Tâches et exercices:
1: Dans l'entretien avec Nikos Kastrinos, relevez tous les membres de sa famille qu'il mentionne lui-même dans ses réponses.
2: Prolongez l'entretien avec Nikos Kastrinos à la suite de sa dernière réponse.

Texte présenté:
Rencontre Avec...
Nikos Kastrinos est crétois.
Crétois à PARIS, où il exerce ses talents de restaurateur
au “Minotaure”, Rue de la Huchette dans le 5ème arrondissement.
Dans son regard se lit la nostalgie des exilés, de ceux qui, un
jour, ont emprunté les chemins du monde en laissant un langage,
des êtres, un ciel.
L’homme en partance est riche de sa culture. Nikos est de ceux là.
Sa lyre l’a suivi jusqu’en France comme un prolongement de
lui même. La musique le ramène aux confins des rivages crétois,
berceau d’une culture multi-millénaire.
Certains soirs, des caves du 5ème arrondissement s’exhalent
des accents égéens qui se mêlent à la nuit
parisienne. Là, on aimerait partir. Oui, on aimerait partir.
En Crète, vous étiez musicien, à PARIS, vous
êtes restaurateur, néanmoins vous ne pouvez quitter votre
lyre. Vous donnez des cours et, de temps en temps, vous accompagnez vos
musiciens pour le plus grand plaisir de vos clients. D’où
vient cette passion ?
Nikos Kastrinos : Elle vient de mon grand-père. Quand j’étais
jeune, je jouais en cachette avec la lyre de mon grand-père. En
cachette parce que mon père avait peur que je laisse mes devoirs
scolaires. Et un jour, à l’occasion d’une grande fête,
des amis de la famille sont venus féliciter mon père et
lui ont dit : « ton fils joue bien ». Il était tellement
fier qu’il m’a acheté une grande lyre. Depuis, je joue
et quand on joue de la lyre, on ne plus s’en passer. Et c’est
encore à cause de la lyre que je suis venu en France pour jouer
dans un établissement et je suis resté. Maintenant, j’ai
des jeunes enfants, je leur apprends pour prolonger la tradition. Et ils
ont envie d’apprendre.
Existe-t-il des écoles de lyre ?
NK : En Crète, dans toute les grandes villes. Actuellement, il
y a une recrudescence importante de l’intérêt pour
cet instrument. Une pépinière de jeunes talents s’épanouit.

Données fournies:
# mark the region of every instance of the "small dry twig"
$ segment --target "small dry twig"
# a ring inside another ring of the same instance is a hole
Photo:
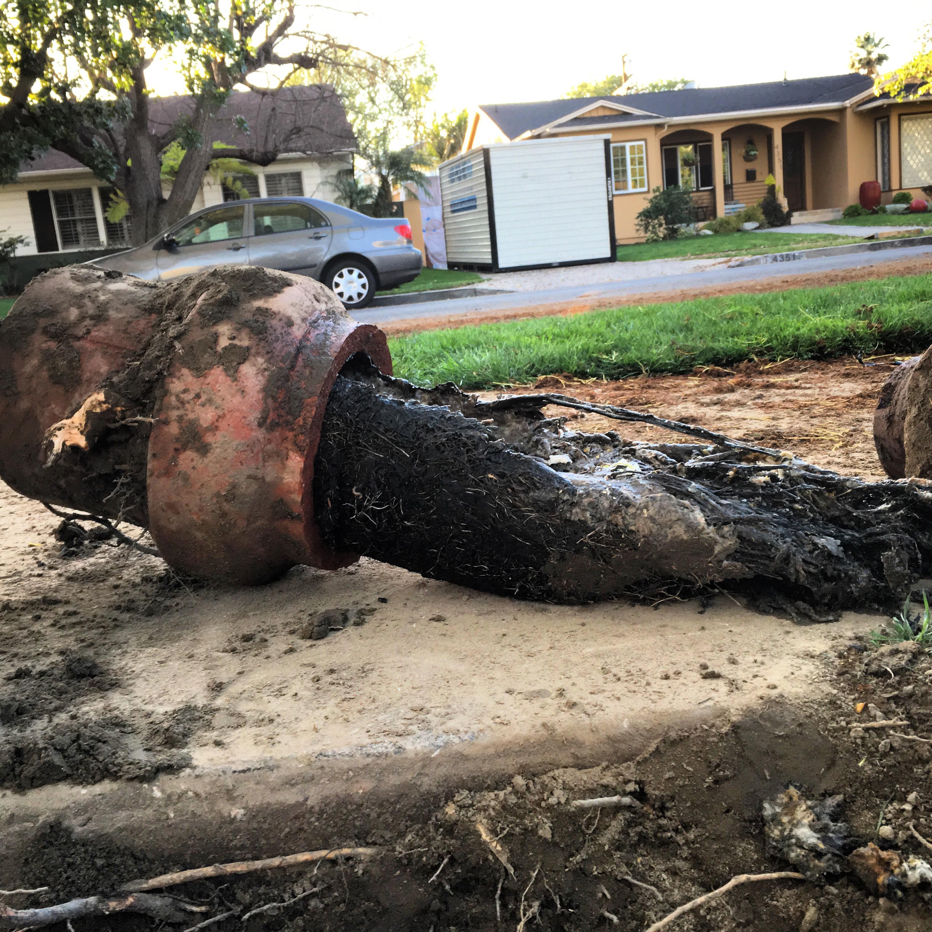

Réponses aux exercices:
1: Son grand-père, son père, ses jeunes enfants.

2:
De plus, la Crète est quasiment la seule région de Grèce
où l’on conserve cette tradition de la lyre lors des fêtes
familiales et locales. Il y a vraiment une fierté crétoise
pour la musique et les traditions insulaires.
On apprend cet instrument de père en fils…
NK : Oui, c’est vrai. Principalement les garçons. Mais on
trouve à présent quelques filles, et je dois avouer ma surprise
lors de mon dernier séjour dans l’île, à l’occasion
d’un concert donné par de jeunes joueurs dont le professeur
était une femme.
Peut-on dire que la lyre a une origine divine ?
NK : Oui, bien sûr. J’en suis convaincu. Souvenons nous d’Apollon.
Le son de la lyre est unique, très particulier, différent
de celui du violon. On peut dire qu’il est fait pour la musique
crétoise. On dit en Crète : « Si la Crète a
deux vies, une de ces vies est la lyre. »
La lyre est rarement seule dans un orchestre, elle côtoie la guitare,
le laoùto (luth), la mandoline dans l’expression musicale
crétoise.
Quelle est sa particularité dans l’orchestration ?
NK : Normalement, elle est avec un Laoùto.
La lyre est un instrument qui joue des sons longs, mais elle doit être
accompagnée ; autrefois, c’était avec un tambourin
(daoùli), aujourd’hui, en Crète, la lyre est avec
2 luths – un qui garde le rythme, l’autre qui accompagne la
lyre- Les plus jeunes ont mis la guitare mais gardé le luth.
Parfois, on voit un bouzouki, mais le bouzouki ne va pas avec la lyre
parce que, lui aussi, joue des sons longs et le bouzouki a besoin d’une
guitare ou d’un accordéon en accompagnement. Quand les Vénitiens
sont venus en Crète, ils ont introduit la mandoline, mais ce n’est
pas l’accompagnement naturel.
Dans les nouveaux orchestres, on met une lyre, une guitare et une mandoline
ou même parfois, une boîte à rythme. C’est dommage,
ça fausse la sonorité. Ce n’est plus la musique crétoise.
Quelle est la différence entre le rizitiko et les mantinades,
deux expressions de la musique crétoise ?
NK : Le rizitiko est avant tout l’expression du malheur et de la
joie des gens, de l’âme profonde crétoise à
travers les épreuves (occupation, tragédies). La région
de Sfakia et tout l’ouest de la Crète a conservé de
tous temps et malgré l’adversité, ses traditions et
l’âme de la Crète..Les Mantinades, c’est autre
chose, c’est une expression optimiste, on parle d’amour, du
chagrin d’amour et le Crétois est toujours amoureux
Que peut-on dire des rythmes ?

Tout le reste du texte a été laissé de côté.